= Point annotation records =
## start
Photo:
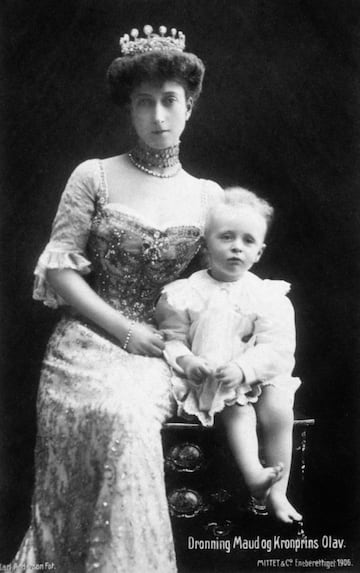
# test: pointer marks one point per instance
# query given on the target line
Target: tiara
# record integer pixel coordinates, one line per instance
(152, 41)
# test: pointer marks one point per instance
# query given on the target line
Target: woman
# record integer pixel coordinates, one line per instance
(131, 223)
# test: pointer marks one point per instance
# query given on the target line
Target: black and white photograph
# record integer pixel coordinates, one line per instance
(180, 319)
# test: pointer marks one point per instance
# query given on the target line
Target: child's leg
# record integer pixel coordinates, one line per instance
(275, 418)
(240, 425)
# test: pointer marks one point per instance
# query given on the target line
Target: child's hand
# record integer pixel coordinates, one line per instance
(195, 368)
(230, 375)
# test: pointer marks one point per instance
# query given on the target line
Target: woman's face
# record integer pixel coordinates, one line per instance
(159, 113)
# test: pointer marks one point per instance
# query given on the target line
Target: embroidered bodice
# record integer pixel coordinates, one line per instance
(132, 261)
(128, 260)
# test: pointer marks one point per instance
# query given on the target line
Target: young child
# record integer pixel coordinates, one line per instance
(231, 338)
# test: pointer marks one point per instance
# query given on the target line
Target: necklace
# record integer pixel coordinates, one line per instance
(146, 158)
(150, 171)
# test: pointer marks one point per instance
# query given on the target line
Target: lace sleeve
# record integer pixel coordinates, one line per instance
(272, 352)
(70, 231)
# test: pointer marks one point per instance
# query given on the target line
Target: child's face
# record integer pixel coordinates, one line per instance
(235, 241)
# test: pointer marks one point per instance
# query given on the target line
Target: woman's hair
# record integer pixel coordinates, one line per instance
(237, 197)
(127, 72)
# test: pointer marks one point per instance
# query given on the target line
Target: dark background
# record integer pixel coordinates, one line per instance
(279, 114)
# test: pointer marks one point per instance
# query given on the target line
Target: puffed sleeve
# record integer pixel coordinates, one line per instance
(274, 341)
(214, 192)
(70, 231)
(173, 319)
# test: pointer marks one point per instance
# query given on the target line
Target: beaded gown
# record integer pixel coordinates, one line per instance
(99, 502)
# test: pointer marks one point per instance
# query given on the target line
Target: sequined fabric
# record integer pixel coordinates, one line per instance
(99, 502)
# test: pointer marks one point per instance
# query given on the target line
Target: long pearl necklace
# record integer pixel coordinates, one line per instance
(151, 172)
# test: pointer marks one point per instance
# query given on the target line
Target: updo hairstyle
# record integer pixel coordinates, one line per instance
(128, 72)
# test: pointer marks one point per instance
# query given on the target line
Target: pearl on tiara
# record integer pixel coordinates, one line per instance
(152, 42)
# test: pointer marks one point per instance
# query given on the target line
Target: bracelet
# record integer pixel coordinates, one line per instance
(128, 335)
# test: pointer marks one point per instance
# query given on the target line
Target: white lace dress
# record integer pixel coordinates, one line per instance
(99, 502)
(249, 321)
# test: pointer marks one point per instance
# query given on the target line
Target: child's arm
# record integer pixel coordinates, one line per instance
(175, 324)
(275, 339)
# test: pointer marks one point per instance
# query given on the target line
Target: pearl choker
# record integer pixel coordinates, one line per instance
(145, 158)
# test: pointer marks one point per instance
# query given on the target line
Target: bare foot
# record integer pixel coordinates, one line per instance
(280, 507)
(260, 489)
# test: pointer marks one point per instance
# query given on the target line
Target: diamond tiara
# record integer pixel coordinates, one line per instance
(152, 41)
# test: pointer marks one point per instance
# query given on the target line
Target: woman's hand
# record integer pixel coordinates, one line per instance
(230, 375)
(195, 368)
(145, 340)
## end
= What you have to do =
Repeat the data exactly, excluding the pictures.

= Reply =
Photo:
# test: pointer marks one point per instance
# query given on the target line
Target: tiara
# record integer pixel coordinates, one line per instance
(152, 41)
# test: pointer marks one point per instance
# query given on the target line
Target: woman
# record integer pixel coordinates, one line per instance
(131, 223)
# test: pointer marks one point per instance
# query given on the target line
Target: black and white photograph
# record integer pixel coordinates, one line per instance
(180, 319)
# test: pointer marks one point per instance
# query given on the target line
Target: child's leg
# record integer pixel coordinates, one line per instance
(275, 418)
(240, 425)
# test: pointer marks one point per instance
# query given on the target line
Target: child's hand
# record integer pixel coordinates, one line per instance
(195, 368)
(230, 375)
# test: pointer marks one point per instance
# query given on the target line
Target: woman's face
# record integer pixel coordinates, one line per instance
(159, 113)
# test: pointer marks one point per instance
# query given on the target line
Target: embroidered bodice
# record integer pixel coordinates, one line per instance
(132, 261)
(128, 260)
# test: pointer marks one point per instance
# query given on the target line
Target: young child
# record integer pixel coordinates, one line per instance
(231, 338)
# test: pointer marks one point per instance
# query given on the target line
Target: necklace
# record integer pixel coordinates, one line per instance
(146, 158)
(150, 171)
# test: pointer marks one point per instance
# query given on the target line
Target: lace sleeve
# record integer pixel coordinates, one line per instance
(272, 352)
(70, 231)
# test: pointer marks one point per instance
# query given on the target line
Target: child's face
# record integer pixel coordinates, one line per instance
(235, 241)
# test: pointer marks one point per instance
# query given on the target line
Target: woman's hair
# record integer pixel coordinates, one line per instance
(237, 197)
(127, 72)
# test: pointer marks one point per instance
# query given on the target line
Target: dark background
# record integer pixel coordinates, one line per instance
(279, 114)
# test: pointer marks one point per instance
# query given on the target line
Target: puffed sleeve
# record integer pixel coordinates, one line per instance
(274, 341)
(214, 192)
(70, 231)
(173, 319)
# test: pointer marks one point per instance
# query given on the target line
Target: beaded gown
# record integer pixel coordinates, one line per instance
(99, 502)
# test: pointer marks one point per instance
# query given on the target line
Target: sequined fabric
# record integer pixel coordinates, one line per instance
(99, 502)
# test: pointer marks one point per instance
# query given on the target line
Target: long pearl necklace
# record integer pixel coordinates, one line per instance
(151, 172)
# test: pointer marks one point per instance
# query given on the target line
Target: updo hairstyle
# record integer pixel coordinates, one line per instance
(128, 72)
# test: pointer marks one point per instance
# query given on the target line
Target: pearl on tiara
# record integer pixel coordinates, one line per instance
(152, 42)
# test: pointer marks one point per instance
# query given on the target line
Target: bracelet
# record integer pixel coordinates, one line per instance
(128, 335)
# test: pointer marks one point per instance
# query given on the target line
Target: white lace dress
# record integer pixel coordinates, one line per instance
(99, 502)
(249, 321)
# test: pointer marks one point per instance
# query given on the target line
Target: child's arm
# record integer pixel coordinates, one line per instance
(175, 324)
(275, 339)
# test: pointer marks one point per instance
# query given on the target line
Target: pearl choker
# record integer pixel coordinates, one line per instance
(145, 158)
# test: pointer marks one point per instance
# query given on the target line
Target: bare foot
# record integer pixel coordinates, one line per instance
(280, 507)
(260, 489)
# test: pointer marks one point per instance
# query given on the target line
Target: diamond tiara
# record integer pixel coordinates, one line per instance
(152, 41)
# test: pointer marks one point per instance
# query given on the target line
Target: woman's hand
# record integer pixel coordinates, one line per instance
(230, 375)
(195, 368)
(145, 340)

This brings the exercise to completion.